# [GIVEN TASK]
Please list each thing that the text below, about library e-books and a reading device, says could not be done when the device froze.

# [ARTICLE]
+++
A big disappointment, which has nothing to do with this particular device, is that it turns out there aren't that many e-books available for library borrowing. One reason is that there just aren't that many books available in electronic format yet. OK, fair enough. The other, however, is more sinister. Publishers--that is, capitalists who make books for the purpose of making money--are refusing to sell more than minimal numbers of e-books to libraries. Afraid that library loans will cut into their profits, they're trying to force people to buy rather than borrow e-books. And sure enough, I've found it quite tough to get the library books I want electronically. There are so few available copies that there are long lists of people lined up waiting their turn for every one of the scant e-books available. In my first online library session looking for books last weekend, I spent about an hour and only managed to actually retrieve four books. Well I'll live with that for now; after all it's not much different than the physical-world experience of using libraries, where I've often walked in looking for one book, not found it but walked out with several other titles.

There are other frustrations. The touch screen is sometimes too sensitive, sometimes unresponsive. I flew into a terrible howling rage on my second day of reading on the device when it suddenly froze up completely. I couldn't turn the page backward or forward, couldn't close the book, couldn't even turn off the machine. I'd been deep into a reading session, engrossed in a book—my god, can you imagine suddenly not being able to keep reading! No physical book has ever done that to me, just closed itself up and not let me continue. It really made me crazy, and I started yelling that I was going to return it—I mean, really, what's the use of the thing if it blocks you from reading?—but then finally after about 10 minutes, during which I'd been searching online for what to do about the problem, it came back to life. That has not happened again since, and if it does I now know how to reboot the thing. In any case I have one more week to decide whether I'm definitely going to keep it. There's a 30-day return policy, and if it freezes up again I might decide to return it.
+++
# [RECORD EXTRACTS]
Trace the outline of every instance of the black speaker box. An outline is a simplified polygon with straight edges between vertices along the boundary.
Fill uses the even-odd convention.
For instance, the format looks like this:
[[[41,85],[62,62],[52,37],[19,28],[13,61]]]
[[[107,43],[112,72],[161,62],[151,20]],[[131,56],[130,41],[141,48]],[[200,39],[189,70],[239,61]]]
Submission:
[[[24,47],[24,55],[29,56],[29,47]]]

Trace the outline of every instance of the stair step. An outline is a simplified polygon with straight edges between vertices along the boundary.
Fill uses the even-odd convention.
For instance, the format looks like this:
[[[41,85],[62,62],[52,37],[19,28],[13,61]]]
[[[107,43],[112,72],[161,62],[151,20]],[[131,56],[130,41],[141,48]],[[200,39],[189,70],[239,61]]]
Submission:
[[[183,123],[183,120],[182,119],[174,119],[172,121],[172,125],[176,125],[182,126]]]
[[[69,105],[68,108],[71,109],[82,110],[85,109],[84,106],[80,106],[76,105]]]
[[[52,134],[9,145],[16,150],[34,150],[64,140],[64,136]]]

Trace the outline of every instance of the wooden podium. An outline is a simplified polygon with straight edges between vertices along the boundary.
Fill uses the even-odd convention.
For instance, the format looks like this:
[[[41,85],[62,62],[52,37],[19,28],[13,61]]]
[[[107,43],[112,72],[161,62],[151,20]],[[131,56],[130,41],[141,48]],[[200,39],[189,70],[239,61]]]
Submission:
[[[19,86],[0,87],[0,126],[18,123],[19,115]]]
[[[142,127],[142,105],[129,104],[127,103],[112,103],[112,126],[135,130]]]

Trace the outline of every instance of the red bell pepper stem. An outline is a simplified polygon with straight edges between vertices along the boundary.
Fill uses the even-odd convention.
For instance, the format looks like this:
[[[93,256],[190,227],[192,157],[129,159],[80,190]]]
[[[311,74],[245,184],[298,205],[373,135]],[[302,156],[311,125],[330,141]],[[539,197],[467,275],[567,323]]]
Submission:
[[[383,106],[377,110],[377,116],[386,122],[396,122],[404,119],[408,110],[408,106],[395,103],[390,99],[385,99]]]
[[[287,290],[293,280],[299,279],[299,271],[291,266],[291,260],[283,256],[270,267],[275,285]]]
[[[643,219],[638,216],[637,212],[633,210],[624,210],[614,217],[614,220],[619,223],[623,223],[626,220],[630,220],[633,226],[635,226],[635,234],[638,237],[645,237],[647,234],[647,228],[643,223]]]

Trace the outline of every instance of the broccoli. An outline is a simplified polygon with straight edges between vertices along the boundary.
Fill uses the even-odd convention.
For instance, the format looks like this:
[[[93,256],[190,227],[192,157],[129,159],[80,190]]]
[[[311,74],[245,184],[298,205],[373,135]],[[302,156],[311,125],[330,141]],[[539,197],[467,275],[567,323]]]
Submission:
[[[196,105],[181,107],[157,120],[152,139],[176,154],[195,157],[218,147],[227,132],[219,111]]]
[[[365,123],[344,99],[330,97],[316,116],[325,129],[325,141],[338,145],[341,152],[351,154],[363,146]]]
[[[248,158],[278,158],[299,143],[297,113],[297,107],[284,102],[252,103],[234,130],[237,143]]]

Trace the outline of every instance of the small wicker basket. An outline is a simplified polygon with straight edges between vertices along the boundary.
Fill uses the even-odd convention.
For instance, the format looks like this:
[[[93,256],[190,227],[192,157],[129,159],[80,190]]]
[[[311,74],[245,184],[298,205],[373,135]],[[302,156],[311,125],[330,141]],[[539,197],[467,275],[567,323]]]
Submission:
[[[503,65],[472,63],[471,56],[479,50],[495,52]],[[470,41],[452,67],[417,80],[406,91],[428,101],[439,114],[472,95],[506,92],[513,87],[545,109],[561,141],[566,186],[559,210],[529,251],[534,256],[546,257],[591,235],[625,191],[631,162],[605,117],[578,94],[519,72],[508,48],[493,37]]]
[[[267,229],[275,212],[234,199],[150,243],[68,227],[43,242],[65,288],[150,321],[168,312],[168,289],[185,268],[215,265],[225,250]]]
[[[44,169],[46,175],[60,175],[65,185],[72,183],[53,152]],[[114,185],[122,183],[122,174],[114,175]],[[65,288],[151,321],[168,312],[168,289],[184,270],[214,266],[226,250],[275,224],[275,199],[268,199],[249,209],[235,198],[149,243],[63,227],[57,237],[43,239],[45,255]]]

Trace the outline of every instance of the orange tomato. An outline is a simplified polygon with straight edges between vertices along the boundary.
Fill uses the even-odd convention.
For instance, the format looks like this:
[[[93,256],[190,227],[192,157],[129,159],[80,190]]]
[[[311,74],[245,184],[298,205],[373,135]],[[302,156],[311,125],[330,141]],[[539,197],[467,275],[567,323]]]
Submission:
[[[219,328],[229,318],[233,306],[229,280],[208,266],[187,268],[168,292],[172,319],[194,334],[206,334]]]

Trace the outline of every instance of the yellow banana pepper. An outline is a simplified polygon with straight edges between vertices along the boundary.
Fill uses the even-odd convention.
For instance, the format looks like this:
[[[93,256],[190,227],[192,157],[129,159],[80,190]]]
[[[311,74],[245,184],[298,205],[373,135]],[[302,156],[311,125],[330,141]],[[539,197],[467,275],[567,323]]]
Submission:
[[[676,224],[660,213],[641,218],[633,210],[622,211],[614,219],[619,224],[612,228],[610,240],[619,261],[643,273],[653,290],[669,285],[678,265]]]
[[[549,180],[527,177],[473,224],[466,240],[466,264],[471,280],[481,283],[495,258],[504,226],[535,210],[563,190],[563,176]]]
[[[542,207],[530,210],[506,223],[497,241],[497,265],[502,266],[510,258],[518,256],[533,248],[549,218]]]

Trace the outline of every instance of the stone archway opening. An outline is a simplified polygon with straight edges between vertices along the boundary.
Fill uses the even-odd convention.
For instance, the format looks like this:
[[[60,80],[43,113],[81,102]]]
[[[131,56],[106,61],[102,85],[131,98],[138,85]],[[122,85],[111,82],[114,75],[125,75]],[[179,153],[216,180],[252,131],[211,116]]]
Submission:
+++
# [THE RESULT]
- Turn the page backward or forward
- Close the book
- Turn off the machine